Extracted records

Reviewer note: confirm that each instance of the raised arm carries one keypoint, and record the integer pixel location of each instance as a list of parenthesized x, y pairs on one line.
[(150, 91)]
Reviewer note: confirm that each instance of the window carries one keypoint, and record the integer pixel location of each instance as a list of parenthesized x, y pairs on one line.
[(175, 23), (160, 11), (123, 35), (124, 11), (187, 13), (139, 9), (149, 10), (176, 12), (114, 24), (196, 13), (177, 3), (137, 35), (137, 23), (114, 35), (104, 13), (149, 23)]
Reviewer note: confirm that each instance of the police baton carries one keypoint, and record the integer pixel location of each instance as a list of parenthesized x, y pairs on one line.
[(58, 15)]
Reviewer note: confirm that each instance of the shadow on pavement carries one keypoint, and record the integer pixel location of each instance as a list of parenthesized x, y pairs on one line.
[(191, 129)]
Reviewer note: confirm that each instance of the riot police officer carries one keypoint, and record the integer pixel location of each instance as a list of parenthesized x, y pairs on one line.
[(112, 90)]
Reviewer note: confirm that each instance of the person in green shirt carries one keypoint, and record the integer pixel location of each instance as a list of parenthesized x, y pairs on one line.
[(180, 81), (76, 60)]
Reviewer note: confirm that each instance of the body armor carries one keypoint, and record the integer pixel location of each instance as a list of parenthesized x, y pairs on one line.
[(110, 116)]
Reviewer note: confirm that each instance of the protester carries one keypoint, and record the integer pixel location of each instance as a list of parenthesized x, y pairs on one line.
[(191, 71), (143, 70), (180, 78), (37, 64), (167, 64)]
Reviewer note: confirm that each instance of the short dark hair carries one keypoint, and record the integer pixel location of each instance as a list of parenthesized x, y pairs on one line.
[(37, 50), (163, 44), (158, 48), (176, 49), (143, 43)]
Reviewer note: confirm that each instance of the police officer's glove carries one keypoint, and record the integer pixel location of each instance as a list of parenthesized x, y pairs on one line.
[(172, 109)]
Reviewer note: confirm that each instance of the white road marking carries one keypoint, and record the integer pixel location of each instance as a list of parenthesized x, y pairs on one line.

> Work required
The data must be given again in full, exactly as written.

> Exercise response
Reviewer note: confirm that each instance of the raised arm carries one keypoint, and record the integer pixel location of each instance as a list of parenthesized x, y pairs on one line.
[(150, 91)]
Reviewer note: confirm that each instance of the window carries one keypoint, and record the integer pixel location of each instance as a list of parenthesized x, y pairs on one line.
[(175, 23), (160, 11), (123, 35), (124, 11), (187, 13), (139, 9), (149, 10), (176, 12), (114, 24), (196, 13), (177, 3), (137, 35), (137, 23), (114, 35), (104, 13), (149, 23)]
Reviewer note: confirm that each instance of the police baton carries one keypoint, and record the integer pixel location of each instance as a list of parenthesized x, y pairs on one line.
[(58, 15)]
Reviewer note: confirm that each instance of the shadow on pavement carries one keypoint, and record the integer pixel location of each instance as a list of parenthesized x, y pairs on one line.
[(191, 129)]
Reviewer note: confirm that each instance of the riot police officer carries one keypoint, and record the integer pixel location of each instance as a list of parenthesized x, y pairs on one line.
[(112, 90)]
Reviewer note: confirm that each instance of the person in green shirt carries one keypoint, and record the integer pixel location of each instance as a list of parenthesized x, y pairs on one line.
[(180, 81), (76, 60)]
Reviewer note: confirm that each instance of the body armor carries one keypoint, and record the integer pixel location of each instance as a list of parenthesized x, y pairs on one line.
[(110, 116)]
Reviewer note: confirm that each instance of the protester carries one keypoint, and record the integer pixel location of each instance as a list of parenthesized x, y pairs on one line.
[(191, 71), (143, 70), (180, 78), (37, 64), (167, 64)]
Reviewer note: confirm that each instance of the short dark hair carries one keypoint, and record the integer pixel location of each instance as a list of parenthesized x, y pairs on one line.
[(37, 50), (163, 44), (158, 48), (176, 49), (143, 43)]
Reviewer note: confirm that each instance of the police officer's glove carries one keypoint, and record the integer pixel location of each instance as a list of parenthesized x, y pairs on one line.
[(172, 109)]
Reviewer note: confirm that each instance of the white road marking carries one keypoint, and record the integer pixel location of each instance as a list of parenthesized x, y pairs on one line.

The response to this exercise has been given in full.